**TASK DETAILS**
Swap "white surface" for "pale surface" and reproduce everything from the start of the lines down to the line containing "M 100 30 L 94", with nothing else altered. Omit the pictures from your answer.

**STORED DATA**
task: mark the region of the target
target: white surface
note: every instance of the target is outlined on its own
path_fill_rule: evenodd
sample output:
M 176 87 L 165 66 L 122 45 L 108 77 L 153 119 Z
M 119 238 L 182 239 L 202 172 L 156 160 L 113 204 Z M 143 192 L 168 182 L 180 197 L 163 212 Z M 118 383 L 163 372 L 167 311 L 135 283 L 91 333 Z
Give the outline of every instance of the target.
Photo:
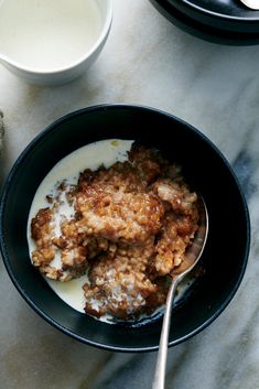
M 172 112 L 203 131 L 233 164 L 251 215 L 247 272 L 224 313 L 201 334 L 170 349 L 166 389 L 258 388 L 258 63 L 259 46 L 211 44 L 170 24 L 147 0 L 115 0 L 111 34 L 82 78 L 56 88 L 33 87 L 0 67 L 4 176 L 45 126 L 68 111 L 101 102 L 136 102 Z M 114 354 L 69 339 L 26 305 L 2 263 L 0 293 L 1 388 L 151 387 L 155 353 Z
M 62 85 L 96 61 L 111 21 L 111 0 L 3 0 L 0 62 L 32 84 Z
M 100 30 L 94 0 L 6 0 L 0 8 L 0 52 L 34 72 L 77 62 Z

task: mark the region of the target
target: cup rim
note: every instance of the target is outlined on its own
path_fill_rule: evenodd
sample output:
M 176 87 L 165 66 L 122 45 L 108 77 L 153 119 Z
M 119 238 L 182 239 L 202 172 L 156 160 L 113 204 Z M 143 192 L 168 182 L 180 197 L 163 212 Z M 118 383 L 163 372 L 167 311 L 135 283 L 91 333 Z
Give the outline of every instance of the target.
M 60 68 L 53 68 L 48 71 L 37 71 L 36 68 L 30 67 L 30 66 L 23 66 L 21 65 L 18 61 L 9 58 L 7 55 L 0 53 L 0 62 L 6 63 L 7 65 L 11 65 L 15 67 L 19 71 L 25 72 L 28 74 L 33 74 L 33 75 L 39 75 L 39 76 L 44 76 L 44 75 L 56 75 L 61 73 L 65 73 L 67 71 L 71 71 L 77 66 L 79 66 L 82 63 L 84 63 L 87 58 L 89 58 L 96 51 L 97 48 L 101 45 L 101 43 L 105 41 L 107 37 L 110 28 L 111 28 L 111 22 L 112 22 L 112 15 L 114 15 L 114 6 L 112 6 L 112 0 L 106 0 L 107 1 L 107 12 L 105 15 L 105 22 L 102 24 L 101 31 L 99 33 L 98 39 L 95 41 L 94 45 L 85 53 L 80 58 L 72 62 L 69 65 L 66 65 L 64 67 Z M 98 7 L 98 6 L 97 6 Z

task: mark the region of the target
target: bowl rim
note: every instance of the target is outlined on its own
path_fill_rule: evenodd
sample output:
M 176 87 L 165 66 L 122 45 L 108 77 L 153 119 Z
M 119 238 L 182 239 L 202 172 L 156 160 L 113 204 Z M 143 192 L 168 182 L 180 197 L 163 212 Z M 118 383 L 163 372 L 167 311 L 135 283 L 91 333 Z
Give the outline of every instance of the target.
M 8 177 L 7 177 L 6 182 L 4 182 L 4 186 L 3 186 L 3 190 L 2 190 L 2 193 L 1 193 L 1 196 L 0 196 L 0 252 L 1 252 L 1 256 L 2 256 L 2 260 L 3 260 L 4 267 L 6 267 L 7 271 L 8 271 L 8 274 L 11 278 L 15 289 L 18 290 L 18 292 L 25 300 L 25 302 L 41 317 L 43 317 L 48 324 L 52 324 L 55 328 L 62 331 L 66 335 L 69 335 L 71 337 L 73 337 L 73 338 L 75 338 L 75 339 L 77 339 L 77 341 L 79 341 L 79 342 L 82 342 L 84 344 L 88 344 L 90 346 L 95 346 L 95 347 L 98 347 L 98 348 L 101 348 L 101 349 L 106 349 L 106 350 L 119 352 L 119 353 L 154 352 L 154 350 L 158 350 L 159 345 L 157 345 L 157 346 L 148 346 L 148 347 L 122 347 L 122 346 L 110 346 L 110 345 L 107 346 L 106 344 L 102 344 L 102 343 L 99 343 L 99 342 L 86 339 L 85 337 L 77 335 L 75 332 L 66 328 L 64 325 L 62 325 L 57 321 L 53 320 L 50 315 L 47 315 L 40 307 L 37 307 L 37 305 L 33 302 L 33 300 L 26 294 L 26 292 L 19 284 L 19 281 L 17 280 L 17 277 L 15 277 L 14 272 L 12 271 L 12 267 L 11 267 L 11 264 L 9 262 L 8 249 L 7 249 L 7 246 L 6 246 L 6 242 L 4 242 L 3 214 L 4 214 L 4 204 L 7 202 L 9 190 L 10 190 L 10 186 L 12 184 L 12 180 L 15 176 L 15 173 L 17 173 L 20 164 L 22 163 L 23 159 L 28 155 L 28 153 L 30 153 L 30 151 L 36 145 L 36 143 L 39 141 L 41 141 L 46 134 L 48 134 L 52 131 L 54 131 L 57 126 L 66 122 L 67 120 L 73 119 L 75 117 L 78 117 L 78 116 L 82 116 L 82 115 L 85 115 L 85 114 L 87 115 L 87 114 L 95 112 L 95 111 L 123 110 L 123 109 L 138 110 L 138 111 L 151 111 L 151 112 L 154 112 L 154 114 L 158 114 L 158 115 L 161 115 L 161 116 L 165 116 L 165 117 L 168 117 L 170 119 L 173 119 L 174 121 L 183 125 L 184 127 L 187 127 L 191 131 L 193 131 L 195 134 L 197 134 L 198 137 L 201 137 L 204 141 L 206 141 L 208 143 L 208 145 L 223 160 L 223 162 L 225 163 L 226 168 L 229 170 L 229 172 L 233 175 L 235 184 L 237 185 L 237 190 L 239 191 L 239 194 L 240 194 L 240 199 L 241 199 L 241 203 L 242 203 L 245 220 L 246 220 L 246 248 L 245 248 L 244 261 L 242 261 L 242 266 L 241 266 L 241 269 L 240 269 L 240 272 L 239 272 L 239 277 L 238 277 L 238 279 L 236 281 L 236 284 L 231 289 L 230 293 L 227 295 L 227 298 L 220 304 L 220 306 L 214 312 L 214 314 L 209 318 L 207 318 L 205 322 L 203 322 L 203 324 L 201 324 L 198 327 L 193 329 L 191 333 L 188 333 L 185 336 L 182 336 L 182 337 L 180 337 L 180 338 L 177 338 L 175 341 L 169 342 L 169 347 L 176 346 L 177 344 L 180 344 L 180 343 L 193 337 L 194 335 L 198 334 L 201 331 L 203 331 L 205 327 L 207 327 L 211 323 L 213 323 L 219 316 L 219 314 L 226 309 L 226 306 L 230 303 L 230 301 L 233 300 L 234 295 L 236 294 L 236 292 L 237 292 L 237 290 L 238 290 L 238 288 L 239 288 L 239 285 L 241 283 L 241 280 L 244 278 L 246 268 L 247 268 L 249 250 L 250 250 L 250 216 L 249 216 L 248 205 L 247 205 L 244 192 L 242 192 L 242 190 L 240 187 L 240 184 L 238 182 L 238 179 L 237 179 L 231 165 L 229 164 L 227 159 L 224 156 L 222 151 L 203 132 L 197 130 L 195 127 L 193 127 L 188 122 L 177 118 L 173 114 L 163 111 L 162 109 L 152 108 L 152 107 L 143 106 L 143 105 L 101 104 L 101 105 L 89 106 L 89 107 L 82 108 L 82 109 L 72 111 L 69 114 L 66 114 L 66 115 L 62 116 L 61 118 L 56 119 L 54 122 L 52 122 L 47 127 L 45 127 L 45 129 L 42 130 L 35 138 L 33 138 L 31 140 L 31 142 L 20 153 L 20 155 L 18 156 L 18 159 L 13 163 L 13 165 L 12 165 L 12 168 L 10 170 L 10 173 L 9 173 L 9 175 L 8 175 Z
M 259 33 L 234 32 L 230 30 L 218 30 L 213 25 L 204 24 L 183 13 L 173 3 L 165 0 L 149 0 L 151 4 L 175 26 L 185 33 L 212 42 L 231 46 L 250 46 L 259 43 Z
M 175 0 L 162 0 L 163 2 L 168 2 L 169 4 L 174 4 Z M 229 14 L 224 14 L 224 13 L 219 13 L 216 11 L 212 11 L 208 9 L 205 9 L 198 4 L 194 4 L 192 1 L 190 0 L 179 0 L 179 2 L 185 4 L 186 7 L 204 14 L 204 15 L 208 15 L 215 19 L 220 19 L 220 20 L 225 20 L 225 21 L 230 21 L 230 22 L 248 22 L 248 23 L 255 23 L 255 22 L 259 22 L 259 17 L 258 18 L 241 18 L 241 17 L 234 17 L 234 15 L 229 15 Z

**EXERCISE OUTPUT**
task: mark the region of the target
target: pale surface
note: every instance of the target is outlined on its own
path_fill_rule: evenodd
sample output:
M 176 87 L 165 66 L 122 45 L 108 77 L 153 119 Z
M 119 238 L 182 239 L 202 172 L 156 160 L 113 204 Z M 143 192 L 168 182 L 180 197 L 163 212 Z M 118 383 L 163 372 L 167 311 L 135 283 L 91 333 Z
Give the outline of every instance of the target.
Photo:
M 172 112 L 203 131 L 233 164 L 251 215 L 247 272 L 224 313 L 201 334 L 170 349 L 166 389 L 258 388 L 258 63 L 259 46 L 211 44 L 170 24 L 147 0 L 115 0 L 111 34 L 82 78 L 56 88 L 33 87 L 0 67 L 4 176 L 45 126 L 68 111 L 101 102 L 136 102 Z M 114 354 L 69 339 L 26 305 L 2 263 L 0 293 L 1 388 L 151 387 L 155 353 Z
M 62 85 L 96 61 L 111 21 L 111 0 L 3 0 L 0 62 L 32 84 Z
M 100 30 L 94 0 L 6 0 L 0 8 L 0 52 L 34 72 L 77 62 Z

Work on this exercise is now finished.